Reproduce every line of the listing below, without changing anything.

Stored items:
┌──

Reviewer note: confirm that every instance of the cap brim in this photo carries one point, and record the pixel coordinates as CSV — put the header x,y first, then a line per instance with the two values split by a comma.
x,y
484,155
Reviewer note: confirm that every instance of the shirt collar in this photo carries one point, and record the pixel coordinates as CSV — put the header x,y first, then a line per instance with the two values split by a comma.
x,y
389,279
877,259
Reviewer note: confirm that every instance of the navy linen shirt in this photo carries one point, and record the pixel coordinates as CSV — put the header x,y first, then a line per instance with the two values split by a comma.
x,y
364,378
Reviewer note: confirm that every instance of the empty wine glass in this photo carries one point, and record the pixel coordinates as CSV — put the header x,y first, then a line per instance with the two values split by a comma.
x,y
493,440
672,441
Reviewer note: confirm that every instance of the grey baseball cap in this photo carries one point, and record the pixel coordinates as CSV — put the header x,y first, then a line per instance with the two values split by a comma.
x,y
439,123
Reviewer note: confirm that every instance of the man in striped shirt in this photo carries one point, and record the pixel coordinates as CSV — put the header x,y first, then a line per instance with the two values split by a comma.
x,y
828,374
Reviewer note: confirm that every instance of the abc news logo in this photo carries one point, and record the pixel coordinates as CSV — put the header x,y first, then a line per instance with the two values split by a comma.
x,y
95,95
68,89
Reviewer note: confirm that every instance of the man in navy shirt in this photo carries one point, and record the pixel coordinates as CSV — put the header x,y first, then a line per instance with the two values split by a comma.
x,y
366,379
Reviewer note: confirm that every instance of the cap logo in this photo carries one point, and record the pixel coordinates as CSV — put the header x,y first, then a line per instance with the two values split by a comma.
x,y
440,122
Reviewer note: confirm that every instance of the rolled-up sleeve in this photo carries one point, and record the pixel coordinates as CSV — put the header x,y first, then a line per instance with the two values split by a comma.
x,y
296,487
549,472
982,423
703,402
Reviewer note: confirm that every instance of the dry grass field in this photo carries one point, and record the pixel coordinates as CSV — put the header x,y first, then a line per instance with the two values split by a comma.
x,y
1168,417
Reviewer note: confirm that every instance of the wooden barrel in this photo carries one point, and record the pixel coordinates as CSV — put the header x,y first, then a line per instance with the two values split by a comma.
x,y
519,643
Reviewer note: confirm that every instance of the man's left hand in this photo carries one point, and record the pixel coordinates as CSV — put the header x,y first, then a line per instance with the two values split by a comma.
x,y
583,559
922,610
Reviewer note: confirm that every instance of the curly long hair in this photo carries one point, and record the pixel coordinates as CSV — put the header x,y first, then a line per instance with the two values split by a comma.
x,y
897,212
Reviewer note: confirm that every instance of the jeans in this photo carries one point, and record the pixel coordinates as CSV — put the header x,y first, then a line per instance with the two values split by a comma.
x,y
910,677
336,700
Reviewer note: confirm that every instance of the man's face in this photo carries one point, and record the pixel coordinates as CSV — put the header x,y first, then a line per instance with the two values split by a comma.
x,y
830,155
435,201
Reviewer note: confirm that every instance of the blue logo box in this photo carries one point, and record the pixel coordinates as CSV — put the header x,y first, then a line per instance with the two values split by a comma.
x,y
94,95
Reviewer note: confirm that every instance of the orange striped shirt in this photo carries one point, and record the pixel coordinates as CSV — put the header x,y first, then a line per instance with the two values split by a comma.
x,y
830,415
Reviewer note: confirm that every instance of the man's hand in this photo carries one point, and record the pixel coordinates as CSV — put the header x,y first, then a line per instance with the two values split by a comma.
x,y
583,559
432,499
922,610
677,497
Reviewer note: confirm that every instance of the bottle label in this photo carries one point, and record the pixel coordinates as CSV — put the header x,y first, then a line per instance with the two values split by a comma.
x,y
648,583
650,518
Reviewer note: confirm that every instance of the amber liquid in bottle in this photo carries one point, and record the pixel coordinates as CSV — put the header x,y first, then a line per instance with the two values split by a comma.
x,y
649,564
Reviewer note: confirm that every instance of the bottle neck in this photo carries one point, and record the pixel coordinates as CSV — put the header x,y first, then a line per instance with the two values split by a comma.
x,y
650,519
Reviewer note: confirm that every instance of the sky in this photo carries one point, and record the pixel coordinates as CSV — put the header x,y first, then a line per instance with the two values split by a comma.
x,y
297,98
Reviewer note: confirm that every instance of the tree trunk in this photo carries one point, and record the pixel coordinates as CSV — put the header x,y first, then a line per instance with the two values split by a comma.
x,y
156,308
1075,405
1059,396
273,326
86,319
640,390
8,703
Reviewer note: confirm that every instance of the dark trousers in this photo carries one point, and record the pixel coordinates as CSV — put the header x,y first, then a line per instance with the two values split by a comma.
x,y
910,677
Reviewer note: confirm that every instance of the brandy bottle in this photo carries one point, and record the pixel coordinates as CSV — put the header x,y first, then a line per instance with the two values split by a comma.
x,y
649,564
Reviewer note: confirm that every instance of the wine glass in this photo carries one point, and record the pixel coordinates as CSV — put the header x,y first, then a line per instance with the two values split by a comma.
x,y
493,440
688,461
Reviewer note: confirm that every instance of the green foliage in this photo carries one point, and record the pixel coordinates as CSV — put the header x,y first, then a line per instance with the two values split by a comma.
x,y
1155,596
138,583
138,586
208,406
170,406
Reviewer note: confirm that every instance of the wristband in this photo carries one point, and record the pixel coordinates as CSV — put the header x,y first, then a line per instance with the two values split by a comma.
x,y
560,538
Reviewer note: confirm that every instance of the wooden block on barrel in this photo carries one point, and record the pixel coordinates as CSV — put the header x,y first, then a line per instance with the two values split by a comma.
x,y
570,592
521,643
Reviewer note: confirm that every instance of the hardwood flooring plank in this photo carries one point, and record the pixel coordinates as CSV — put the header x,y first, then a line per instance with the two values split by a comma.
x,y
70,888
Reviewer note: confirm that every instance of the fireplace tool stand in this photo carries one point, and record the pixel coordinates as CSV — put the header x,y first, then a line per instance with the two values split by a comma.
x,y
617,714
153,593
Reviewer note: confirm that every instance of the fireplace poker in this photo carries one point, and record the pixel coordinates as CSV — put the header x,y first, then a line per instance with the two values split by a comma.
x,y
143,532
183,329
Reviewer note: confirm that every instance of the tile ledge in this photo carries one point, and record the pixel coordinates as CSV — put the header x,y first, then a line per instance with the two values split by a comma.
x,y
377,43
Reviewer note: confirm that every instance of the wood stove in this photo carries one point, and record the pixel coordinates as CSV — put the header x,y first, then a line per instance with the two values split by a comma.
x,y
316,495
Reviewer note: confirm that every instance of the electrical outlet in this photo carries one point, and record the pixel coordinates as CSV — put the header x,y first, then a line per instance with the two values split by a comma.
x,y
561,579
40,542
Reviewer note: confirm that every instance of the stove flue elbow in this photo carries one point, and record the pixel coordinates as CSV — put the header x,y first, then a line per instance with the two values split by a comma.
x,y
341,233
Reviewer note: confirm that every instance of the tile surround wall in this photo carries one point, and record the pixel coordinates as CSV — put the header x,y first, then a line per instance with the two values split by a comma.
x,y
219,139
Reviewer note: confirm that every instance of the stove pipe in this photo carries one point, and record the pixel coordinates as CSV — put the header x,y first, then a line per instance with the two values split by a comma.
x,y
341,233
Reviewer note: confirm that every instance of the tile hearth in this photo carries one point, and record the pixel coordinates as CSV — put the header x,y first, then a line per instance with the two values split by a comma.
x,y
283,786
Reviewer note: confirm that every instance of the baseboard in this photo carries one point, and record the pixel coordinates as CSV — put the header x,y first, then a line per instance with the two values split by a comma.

└──

Answer to the exercise —
Reviewer note: confirm that every instance of the cap brim in this photo carries one point, and record the pixel coordinates as CSV — put the header x,y first, then a line per instance with the two values split by a comma.
x,y
484,155
Reviewer note: confirm that every instance of the shirt collar in this photo carries one point, and record the pixel coordinates as CSV — put the header x,y first, then a line per instance with the two values split by a comma.
x,y
389,279
877,259
Reviewer note: confirm that every instance of the navy linen shirt in this photo carries one point, and record the pixel coordinates as CSV — put the header x,y first, then a line per instance with the two values split by a comma.
x,y
364,378
Reviewer note: confirm that every instance of the empty wine glass in this photo carries one point, and record the pixel coordinates as CSV — put the header x,y first, then a line per instance with the two values split by a comma.
x,y
493,440
672,441
Reviewer note: confirm that every instance of the grey baseball cap in this photo carries one point, and record the pixel coordinates as CSV — put the header x,y first, then a line per instance with the two values split by a comma.
x,y
439,123
Reviewer note: confirm that every instance of the man in striped shirt in this photo carries one point, and record the pixel coordinates as CSV — put the header x,y first, then a line per instance with the two values split by a comma.
x,y
828,374
Reviewer note: confirm that every instance of the abc news logo in this photo carries one point, and record the pixel coordinates as CSV — put the header x,y first, then a line per instance with the two values split by a comma.
x,y
95,95
68,89
Reviewer note: confirm that every instance of the man in navy shirt in this photo carries one point, and record the pixel coordinates as CSV — put the header x,y first, then a line per instance with the two values split by a comma.
x,y
366,379
Reviewer note: confirm that every instance of the cap logo in this photo carries one point, and record the pixel coordinates as CSV — put the header x,y first, then a line per instance with the two values split by a comma.
x,y
440,122
Reviewer note: confirm that every instance of the rolled-up sleeve in this photo carries one point, and record the pixel coordinates as CSV — put the header x,y first, then a line per instance with the two values split by a comma.
x,y
296,487
549,472
982,423
703,402
Reviewer note: confirm that every instance of the dry grass field in this photo carries one point, and record the pixel coordinates as CSV — put the header x,y first, then a line per instance with the two values split by a comma.
x,y
1168,417
Reviewer note: confirm that every instance of the wooden barrel in this photo carries one point, and record the pixel coordinates as CSV — put the header x,y first, then a line per instance with the two values split by a comma.
x,y
519,643
Reviewer note: confirm that every instance of the man's left hand in this photo carries one point, and record the pixel coordinates as CSV — put the header x,y first, then a line per instance with the two values split by a comma.
x,y
583,559
922,610
Reviewer note: confirm that every instance of the curly long hair in this photo carries one point, and record the pixel coordinates as CSV — put the header x,y first, then a line per instance with the two values split by a comma.
x,y
897,212
Reviewer note: confirm that every instance of the jeans in this photo carries one point, and record the pixel coordinates as CSV — put the header x,y first, then a line per instance with the two values split by a comma.
x,y
910,677
336,700
Reviewer note: confirm that every instance of the man's face in this photo carries one point, and record the pixel coordinates as CSV — put the header x,y first, then a line per instance with the two values split by a comma.
x,y
830,155
435,201
Reviewer note: confirm that every instance of the blue logo box in this photo carries one point, and record the pixel coordinates as CSV — put the header x,y first, then a line per instance with the two values split by a comma.
x,y
94,95
Reviewer note: confirm that every instance of the orange striped shirt in this photo carries one point, and record the pixel coordinates as CSV — put the header x,y first, then a line per instance with the two values split by a comma.
x,y
830,415
Reviewer note: confirm that every instance of the man's hand in this photo carries one point, and record the pixel coordinates as CSV — put the header x,y first, then a line per instance with the two values split by a comma.
x,y
583,559
432,499
922,610
677,497
Reviewer note: confirm that every instance of the bottle label in this photo carries one point, and record the pixel coordinates as CSV — put the header x,y first, then a line per instance with the two values split by a comma.
x,y
648,583
650,518
Reviewer note: confirm that every instance of the amber liquid in bottle in this photo carries one point, and record the pixel coordinates as CSV — put the header x,y first, then a line per instance with the two values split by a comma.
x,y
649,564
Reviewer note: confirm that every instance of the bottle neck in this photo carries one point, and record the pixel coordinates as CSV — put the header x,y first, then a line per instance with the two values split by a comma.
x,y
650,519
Reviewer note: confirm that every instance of the sky in this photo carries one point, and record the pixel coordinates as CSV — put the header x,y first, then a line per instance with the two values split by a comma.
x,y
297,98
Reviewer note: confirm that every instance of the tree trunk in this photo carries one point, and record the pixel coordinates as CSV — put the header x,y first, then a line per instance with the two values split by a comma.
x,y
156,308
1075,405
1059,396
273,326
86,319
640,390
8,703
Reviewer note: confirm that every instance of the dark trousers in this photo carries one point, and record the pixel coordinates as CSV — put the header x,y first, then a line per instance with the two values split by a comma.
x,y
910,677
Reviewer note: confirm that every instance of the brandy bottle in this photo carries one point, and record the pixel coordinates as CSV — put the header x,y first, then a line per instance with the two values split by a comma.
x,y
649,564
Reviewer note: confirm that every instance of the wine glass in this photo carries one point, and record the pixel coordinates as CSV — put the header x,y first, then a line per instance with the two values split by a comma.
x,y
493,440
688,461
Reviewer note: confirm that every instance of the green foliage in this photo carries one point, and record the pixel coordinates as CSV — put the header x,y first, then a line per instance with the two values split by a comma.
x,y
1155,596
138,583
138,586
208,406
170,406
Reviewer note: confirm that every instance of the wristband in this photo carries one point, and record the pixel coordinates as CSV — put the header x,y first, then a line per instance with the two values split by a comma.
x,y
560,538
Reviewer note: confirm that every instance of the wooden block on barrel in this photo carries one point, and record the pixel coordinates as CSV — put the header x,y first, then a line per instance with the two values split by a comma.
x,y
570,592
521,643
Reviewer note: confirm that every instance of the hardwood flooring plank in this photo carries one point, and record the pixel coordinates as CSV — put the header x,y first, then a line per instance with the two values split by a comma.
x,y
70,888
Reviewer note: confirm that every instance of the fireplace tool stand in this photo carries one point, and record the pixel coordinates as CSV — put the header x,y first, then a line per instance with the two values split by a comma.
x,y
617,714
153,593
Reviewer note: confirm that every instance of the fireplace poker in this photo carries one point, and record the pixel coordinates as CSV — put the header x,y first, then a line per instance with the two values split by a comma.
x,y
143,532
183,329
Reviewer note: confirm that every instance of the tile ledge in this photo carries one point, and record the pixel coordinates as CSV — put the header x,y first, then a line per instance with the two values split by a comma.
x,y
377,43
Reviewer note: confirm that every instance of the wood stove in this photo carries one point, and record the pixel coordinates as CSV — put the header x,y first, then a line per instance with the two values split by a comma.
x,y
316,495
Reviewer note: confirm that every instance of the electrical outlet in this photo carries one point, and record the pixel coordinates as CSV — put the header x,y first, then a line per instance with the two values split by a comma.
x,y
561,579
40,542
Reviewer note: confirm that every instance of the stove flue elbow in this photo carries one point, and record the pixel coordinates as CSV — put the header x,y first, then a line per instance with the two values split by a comma.
x,y
341,233
Reviewer note: confirm that every instance of the tile surround wall in this photo carries one point, and record the pixel coordinates as CSV — put the header x,y first, then a line per instance with the two values split by a comma.
x,y
219,139
Reviewer note: confirm that every instance of the stove pipe in this photo carries one point, and record the pixel coordinates as CSV — put the header x,y first, then a line per instance with the two values split by a comma.
x,y
341,233
Reviewer note: confirm that every instance of the tile hearth in this photo carries one point, and record the pixel coordinates as CSV — put the header x,y first, then a line per instance with the two values split by a comma.
x,y
283,786
Reviewer note: confirm that every instance of the baseboard in this photo carries one point, and record the pixel coordinates as CSV — put the header x,y first, then a line per instance with the two values split by a comma.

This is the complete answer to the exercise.